BEGIN Data for this exercise

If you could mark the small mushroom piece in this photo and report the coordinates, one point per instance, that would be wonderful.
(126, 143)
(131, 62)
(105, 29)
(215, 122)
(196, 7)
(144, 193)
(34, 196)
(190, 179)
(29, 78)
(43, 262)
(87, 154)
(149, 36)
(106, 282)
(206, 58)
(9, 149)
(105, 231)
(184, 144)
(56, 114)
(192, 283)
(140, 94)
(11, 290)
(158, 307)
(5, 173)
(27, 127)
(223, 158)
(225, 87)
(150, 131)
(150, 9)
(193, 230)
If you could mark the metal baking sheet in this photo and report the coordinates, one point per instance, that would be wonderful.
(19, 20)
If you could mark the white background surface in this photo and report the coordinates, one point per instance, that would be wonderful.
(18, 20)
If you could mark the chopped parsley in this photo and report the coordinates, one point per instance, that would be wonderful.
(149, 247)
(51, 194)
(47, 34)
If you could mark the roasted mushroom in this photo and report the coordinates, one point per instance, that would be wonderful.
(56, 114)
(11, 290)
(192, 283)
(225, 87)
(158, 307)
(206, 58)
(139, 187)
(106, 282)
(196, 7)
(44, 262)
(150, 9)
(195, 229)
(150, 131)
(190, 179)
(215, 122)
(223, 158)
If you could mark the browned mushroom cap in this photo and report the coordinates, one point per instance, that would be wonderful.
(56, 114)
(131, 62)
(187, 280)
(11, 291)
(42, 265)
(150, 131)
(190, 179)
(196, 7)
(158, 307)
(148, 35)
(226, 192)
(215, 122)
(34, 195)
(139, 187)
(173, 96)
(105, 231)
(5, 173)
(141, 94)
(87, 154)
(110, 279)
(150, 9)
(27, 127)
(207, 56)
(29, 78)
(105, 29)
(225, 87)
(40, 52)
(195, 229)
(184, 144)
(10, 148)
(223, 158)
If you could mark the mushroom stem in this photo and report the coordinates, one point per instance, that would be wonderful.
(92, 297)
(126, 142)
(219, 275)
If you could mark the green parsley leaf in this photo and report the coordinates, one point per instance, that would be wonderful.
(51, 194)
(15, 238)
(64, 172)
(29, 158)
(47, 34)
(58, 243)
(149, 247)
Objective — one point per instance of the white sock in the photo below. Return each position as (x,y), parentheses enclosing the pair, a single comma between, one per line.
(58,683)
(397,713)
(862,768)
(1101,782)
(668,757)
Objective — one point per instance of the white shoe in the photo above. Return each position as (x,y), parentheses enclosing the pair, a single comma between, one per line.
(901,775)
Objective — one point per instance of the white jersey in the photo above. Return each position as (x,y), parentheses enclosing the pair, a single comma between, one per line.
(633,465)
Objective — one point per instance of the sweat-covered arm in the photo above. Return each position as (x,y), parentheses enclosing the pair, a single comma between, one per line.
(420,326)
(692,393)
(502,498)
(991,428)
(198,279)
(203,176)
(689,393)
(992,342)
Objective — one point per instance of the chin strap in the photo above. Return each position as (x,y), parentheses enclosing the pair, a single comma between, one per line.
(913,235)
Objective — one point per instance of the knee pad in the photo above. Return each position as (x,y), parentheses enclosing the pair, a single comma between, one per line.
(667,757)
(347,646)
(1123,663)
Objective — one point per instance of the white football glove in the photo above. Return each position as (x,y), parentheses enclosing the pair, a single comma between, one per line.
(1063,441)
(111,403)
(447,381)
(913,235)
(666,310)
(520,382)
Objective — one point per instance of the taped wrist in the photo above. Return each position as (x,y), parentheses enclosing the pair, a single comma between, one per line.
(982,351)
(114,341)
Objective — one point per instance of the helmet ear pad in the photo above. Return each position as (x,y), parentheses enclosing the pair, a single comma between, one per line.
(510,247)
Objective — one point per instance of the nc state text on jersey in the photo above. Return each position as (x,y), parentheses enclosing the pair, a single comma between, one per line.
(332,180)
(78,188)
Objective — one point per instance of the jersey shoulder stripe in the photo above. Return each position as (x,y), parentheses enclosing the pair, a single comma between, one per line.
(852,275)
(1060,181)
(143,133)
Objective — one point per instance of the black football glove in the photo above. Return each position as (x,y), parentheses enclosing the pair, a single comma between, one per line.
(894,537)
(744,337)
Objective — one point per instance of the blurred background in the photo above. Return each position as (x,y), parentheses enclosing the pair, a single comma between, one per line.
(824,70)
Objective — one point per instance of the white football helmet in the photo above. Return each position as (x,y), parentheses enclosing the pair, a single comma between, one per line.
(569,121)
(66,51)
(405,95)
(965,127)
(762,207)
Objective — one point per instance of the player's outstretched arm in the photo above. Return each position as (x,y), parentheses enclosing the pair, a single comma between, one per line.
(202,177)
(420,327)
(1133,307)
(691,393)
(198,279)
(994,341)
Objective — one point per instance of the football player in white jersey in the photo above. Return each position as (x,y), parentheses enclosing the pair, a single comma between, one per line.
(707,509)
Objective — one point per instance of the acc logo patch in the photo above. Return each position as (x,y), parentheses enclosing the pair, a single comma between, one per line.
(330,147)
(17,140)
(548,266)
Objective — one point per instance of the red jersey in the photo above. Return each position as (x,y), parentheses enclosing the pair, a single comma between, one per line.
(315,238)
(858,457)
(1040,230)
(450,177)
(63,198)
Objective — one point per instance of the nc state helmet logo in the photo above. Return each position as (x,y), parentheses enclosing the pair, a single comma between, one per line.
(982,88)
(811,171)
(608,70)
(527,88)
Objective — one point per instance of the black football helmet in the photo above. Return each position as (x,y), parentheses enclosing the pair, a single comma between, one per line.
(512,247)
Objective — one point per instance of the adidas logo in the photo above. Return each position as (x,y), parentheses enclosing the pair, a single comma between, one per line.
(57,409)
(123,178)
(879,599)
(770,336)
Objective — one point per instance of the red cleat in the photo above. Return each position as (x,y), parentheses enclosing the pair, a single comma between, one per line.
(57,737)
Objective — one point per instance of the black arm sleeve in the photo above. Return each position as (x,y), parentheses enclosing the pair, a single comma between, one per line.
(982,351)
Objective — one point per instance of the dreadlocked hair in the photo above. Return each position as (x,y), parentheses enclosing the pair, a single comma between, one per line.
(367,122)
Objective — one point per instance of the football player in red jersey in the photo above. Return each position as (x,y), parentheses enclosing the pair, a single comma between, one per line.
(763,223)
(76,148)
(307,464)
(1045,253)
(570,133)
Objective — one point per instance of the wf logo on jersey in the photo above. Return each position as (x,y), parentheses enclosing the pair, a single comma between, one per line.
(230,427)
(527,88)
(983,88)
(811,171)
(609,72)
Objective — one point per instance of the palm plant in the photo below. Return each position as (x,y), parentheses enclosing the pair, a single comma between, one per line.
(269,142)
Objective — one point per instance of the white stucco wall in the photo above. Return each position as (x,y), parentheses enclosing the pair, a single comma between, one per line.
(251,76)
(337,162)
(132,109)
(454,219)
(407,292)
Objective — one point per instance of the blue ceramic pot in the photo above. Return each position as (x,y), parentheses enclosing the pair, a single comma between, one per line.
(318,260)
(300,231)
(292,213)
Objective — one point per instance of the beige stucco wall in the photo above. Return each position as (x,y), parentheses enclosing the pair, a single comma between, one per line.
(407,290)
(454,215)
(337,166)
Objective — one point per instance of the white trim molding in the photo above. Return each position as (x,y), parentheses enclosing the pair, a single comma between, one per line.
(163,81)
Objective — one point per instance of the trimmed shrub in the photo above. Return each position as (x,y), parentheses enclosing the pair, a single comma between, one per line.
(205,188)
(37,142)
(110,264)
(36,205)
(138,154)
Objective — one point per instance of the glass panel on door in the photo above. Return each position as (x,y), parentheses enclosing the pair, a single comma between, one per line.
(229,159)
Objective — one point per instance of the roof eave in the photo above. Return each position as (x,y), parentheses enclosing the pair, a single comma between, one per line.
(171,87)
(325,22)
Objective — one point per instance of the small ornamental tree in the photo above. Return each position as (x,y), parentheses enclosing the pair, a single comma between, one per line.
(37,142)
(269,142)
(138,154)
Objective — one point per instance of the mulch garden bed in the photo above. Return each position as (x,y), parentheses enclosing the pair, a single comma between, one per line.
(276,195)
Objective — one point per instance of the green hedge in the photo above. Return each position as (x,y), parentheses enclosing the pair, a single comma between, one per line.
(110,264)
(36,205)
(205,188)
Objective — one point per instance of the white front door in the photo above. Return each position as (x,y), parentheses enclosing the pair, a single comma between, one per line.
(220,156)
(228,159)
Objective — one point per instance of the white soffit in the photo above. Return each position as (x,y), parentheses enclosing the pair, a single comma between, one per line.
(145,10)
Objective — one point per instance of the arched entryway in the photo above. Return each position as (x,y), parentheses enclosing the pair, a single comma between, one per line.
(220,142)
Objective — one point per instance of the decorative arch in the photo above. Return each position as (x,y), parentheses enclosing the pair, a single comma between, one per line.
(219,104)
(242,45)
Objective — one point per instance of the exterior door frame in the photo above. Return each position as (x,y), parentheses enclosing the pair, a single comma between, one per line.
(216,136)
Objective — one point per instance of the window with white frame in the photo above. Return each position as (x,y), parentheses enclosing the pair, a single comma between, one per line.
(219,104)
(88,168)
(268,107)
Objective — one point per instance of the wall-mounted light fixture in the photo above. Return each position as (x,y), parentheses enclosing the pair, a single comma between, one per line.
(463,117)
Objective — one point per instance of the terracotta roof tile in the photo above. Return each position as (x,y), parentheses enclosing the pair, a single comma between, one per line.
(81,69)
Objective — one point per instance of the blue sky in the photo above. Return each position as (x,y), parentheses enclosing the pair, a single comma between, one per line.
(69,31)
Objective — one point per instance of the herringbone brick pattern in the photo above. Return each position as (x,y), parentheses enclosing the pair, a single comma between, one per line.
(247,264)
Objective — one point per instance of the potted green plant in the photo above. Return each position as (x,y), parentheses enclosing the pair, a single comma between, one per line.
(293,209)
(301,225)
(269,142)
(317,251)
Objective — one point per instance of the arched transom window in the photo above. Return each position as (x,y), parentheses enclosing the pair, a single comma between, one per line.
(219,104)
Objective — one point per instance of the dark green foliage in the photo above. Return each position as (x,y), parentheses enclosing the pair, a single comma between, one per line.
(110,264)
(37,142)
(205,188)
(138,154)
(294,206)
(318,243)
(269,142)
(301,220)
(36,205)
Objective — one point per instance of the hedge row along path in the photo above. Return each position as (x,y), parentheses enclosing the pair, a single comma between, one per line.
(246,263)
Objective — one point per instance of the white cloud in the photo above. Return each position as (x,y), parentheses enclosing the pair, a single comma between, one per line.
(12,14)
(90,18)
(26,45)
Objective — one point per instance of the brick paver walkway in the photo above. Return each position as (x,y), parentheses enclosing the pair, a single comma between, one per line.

END Data for this exercise

▶ [What the task asks]: Extract, unchanged, the closing run of lines that opens with the line containing "Objective — one point per instance of the hedge" and ends with the last line.

▶ [The output]:
Objective — one point per instance of the hedge row along path in the photo above. Return each position as (x,y), parentheses enclosing the pair, a single comma between, one per line.
(246,263)
Objective — one point per instance of the white cloud in the photo above. Return each position as (x,y), parentheses enclosing the pair, a single comma between, one per line.
(12,14)
(90,18)
(26,45)
Objective — one point per instance of the brick paver walkway in the photo above. Return each position as (x,y), parentheses enclosing the pair, a single comma between, one per line.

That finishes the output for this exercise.